> [TEXTE DE LA PAGE]:
....

Présentation du livre par son auteure :
La crise écologique empire, et ça se voit à l’œil nu. L’extinction massive des espèces, les tempêtes dévastatrices, les incendies incontrôlables sont désormais devenus une norme que certains favorisent et que nous subissons, le cœur à vif et les bras ballants. Face à l’ampleur de la tâche, comment sortir de l’hébétude ? Comment, pour reprendre le titre d’un ouvrage désormais classique de l’écologie politique, Agir dans un monde incertain ? [1] Faut-il croire que les efforts sont vains, que l’apocalypse est aux portes, que la chute vers l’abîme est irréversible ?
Pour que la réponse à ces questionnements dramatiques puisse pencher vers le non, il faut mettre en œuvre tous les moyens contribuant à rendre l’action efficace. Dans cet objectif, les sciences sociales se doivent d’identifier ce qui est fait, et ce qui reste à faire. C’est le projet de l’ouvrage De la contre-culture à la loi du marché. Fondé sur les résultats d’une enquête sociologique, cet essai cherche à baliser les contours d’un fait social, défini comme la « santé naturelle ». Ce phénomène représente une entrée parmi d’autres du vaste champ de l’écologie. Elle concerne un nombre croissant de nos contemporains, qui se retrouvent sans le savoir autour d’actions et d’idées croisant prévention et consommation.

....

> [DONNÉES FOURNIES]:

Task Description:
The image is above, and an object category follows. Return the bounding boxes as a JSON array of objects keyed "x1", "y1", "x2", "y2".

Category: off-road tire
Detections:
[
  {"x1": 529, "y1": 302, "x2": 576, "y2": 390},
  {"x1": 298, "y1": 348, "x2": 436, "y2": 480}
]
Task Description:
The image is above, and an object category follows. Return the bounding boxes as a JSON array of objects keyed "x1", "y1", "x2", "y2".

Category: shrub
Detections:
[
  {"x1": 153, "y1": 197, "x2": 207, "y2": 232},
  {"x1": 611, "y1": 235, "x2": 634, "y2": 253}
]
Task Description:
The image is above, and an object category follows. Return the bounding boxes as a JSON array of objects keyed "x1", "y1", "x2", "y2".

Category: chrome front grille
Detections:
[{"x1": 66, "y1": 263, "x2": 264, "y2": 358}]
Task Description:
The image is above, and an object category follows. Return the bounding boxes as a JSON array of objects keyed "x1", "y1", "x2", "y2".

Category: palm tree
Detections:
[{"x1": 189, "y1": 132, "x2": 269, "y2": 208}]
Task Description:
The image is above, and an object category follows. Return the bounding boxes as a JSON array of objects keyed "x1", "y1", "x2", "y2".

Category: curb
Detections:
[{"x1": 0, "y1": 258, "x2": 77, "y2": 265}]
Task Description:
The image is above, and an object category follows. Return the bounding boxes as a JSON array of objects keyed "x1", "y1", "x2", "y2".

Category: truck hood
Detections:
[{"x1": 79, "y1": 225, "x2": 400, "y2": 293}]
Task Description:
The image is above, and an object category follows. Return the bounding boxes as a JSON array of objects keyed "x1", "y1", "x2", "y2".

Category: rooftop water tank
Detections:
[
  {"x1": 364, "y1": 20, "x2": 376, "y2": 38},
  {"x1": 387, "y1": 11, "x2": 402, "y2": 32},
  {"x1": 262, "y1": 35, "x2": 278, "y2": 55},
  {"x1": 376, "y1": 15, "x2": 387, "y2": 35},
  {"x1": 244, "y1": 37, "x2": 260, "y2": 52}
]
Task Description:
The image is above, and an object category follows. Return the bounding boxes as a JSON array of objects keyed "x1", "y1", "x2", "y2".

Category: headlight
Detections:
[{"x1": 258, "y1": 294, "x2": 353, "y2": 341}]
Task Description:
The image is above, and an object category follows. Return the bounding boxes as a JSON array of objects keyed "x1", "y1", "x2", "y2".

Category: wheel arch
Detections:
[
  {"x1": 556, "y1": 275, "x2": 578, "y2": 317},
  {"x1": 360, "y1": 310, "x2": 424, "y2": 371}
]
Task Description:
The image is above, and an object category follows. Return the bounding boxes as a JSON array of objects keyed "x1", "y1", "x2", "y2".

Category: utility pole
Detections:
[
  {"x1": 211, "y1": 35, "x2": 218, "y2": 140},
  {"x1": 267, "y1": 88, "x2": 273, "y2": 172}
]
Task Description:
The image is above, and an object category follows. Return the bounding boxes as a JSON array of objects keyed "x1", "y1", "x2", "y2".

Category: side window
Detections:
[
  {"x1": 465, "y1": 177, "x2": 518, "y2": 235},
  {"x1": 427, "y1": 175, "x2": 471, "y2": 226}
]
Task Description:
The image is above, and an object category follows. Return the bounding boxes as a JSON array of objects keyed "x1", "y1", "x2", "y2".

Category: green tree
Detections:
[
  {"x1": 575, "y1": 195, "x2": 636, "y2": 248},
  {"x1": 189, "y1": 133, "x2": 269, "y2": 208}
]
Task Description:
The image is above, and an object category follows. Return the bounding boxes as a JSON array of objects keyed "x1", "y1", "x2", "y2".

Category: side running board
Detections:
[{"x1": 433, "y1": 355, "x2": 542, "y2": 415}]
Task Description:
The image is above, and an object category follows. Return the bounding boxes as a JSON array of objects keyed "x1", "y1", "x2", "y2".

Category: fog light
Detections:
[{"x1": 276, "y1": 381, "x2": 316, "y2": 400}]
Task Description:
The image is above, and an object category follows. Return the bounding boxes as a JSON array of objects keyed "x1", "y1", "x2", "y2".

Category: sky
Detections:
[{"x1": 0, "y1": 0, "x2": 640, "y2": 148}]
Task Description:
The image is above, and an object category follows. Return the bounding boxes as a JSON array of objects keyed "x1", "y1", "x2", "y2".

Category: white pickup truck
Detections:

....

> [TRAVAIL DEMANDÉ]:
**A)** Relevez dans les enregistrements chaque ligne qui contient la chaîne « tree ». La casse doit être respectée.
**B)** Rédigez la suite de la présentation du livre sur la « santé naturelle », en reprenant après sa dernière phrase.

> [RÉPONSES AUX TÂCHES]:
**A)**
Category: palm tree
Category: green tree

**B)**
Derrière cette appellation énigmatique, on décèle un ensemble de pratiques, à commencer par l’alimentation, clé de voûte de la santé naturelle. Souvent bio, privilégiant parfois les circuits courts, à tendance végétarienne ou ouvertement flexivore, ce qui importe ce n’est pas tant la constance des chemins qu’elle emprunte que le rôle central qu’elle joue, dans la prévention comme dans le sens que les personnes donnent à leur mode de consommation. (...)
Toutes ces manières de faire et ces manières de voir semblent aller dans le sens d’une plus grande autonomie des personnes dans des choix qui relèvent, apparemment du privé. Mais comment peut-on agir de manière autonome dans une société chaque jour plus néolibérale ? Car la santé naturelle, même lorsqu’elle se présente comme une entreprise personnelle, n’est pas un fait isolé. Il en découle une éthique, une façon d’être au monde, éminemment collective. Fixant les normes du bien et du mal, elle est matérialisée dans des lieux – les magasins bio, le salon Marjolaine -, des médias, des controverses. Comme tous les faits sociaux, elle s’inscrit dans une tension entre les classes sociales et dans une histoire politique.
Cette histoire se raconte comme une évolution vers la marchandisation. (...)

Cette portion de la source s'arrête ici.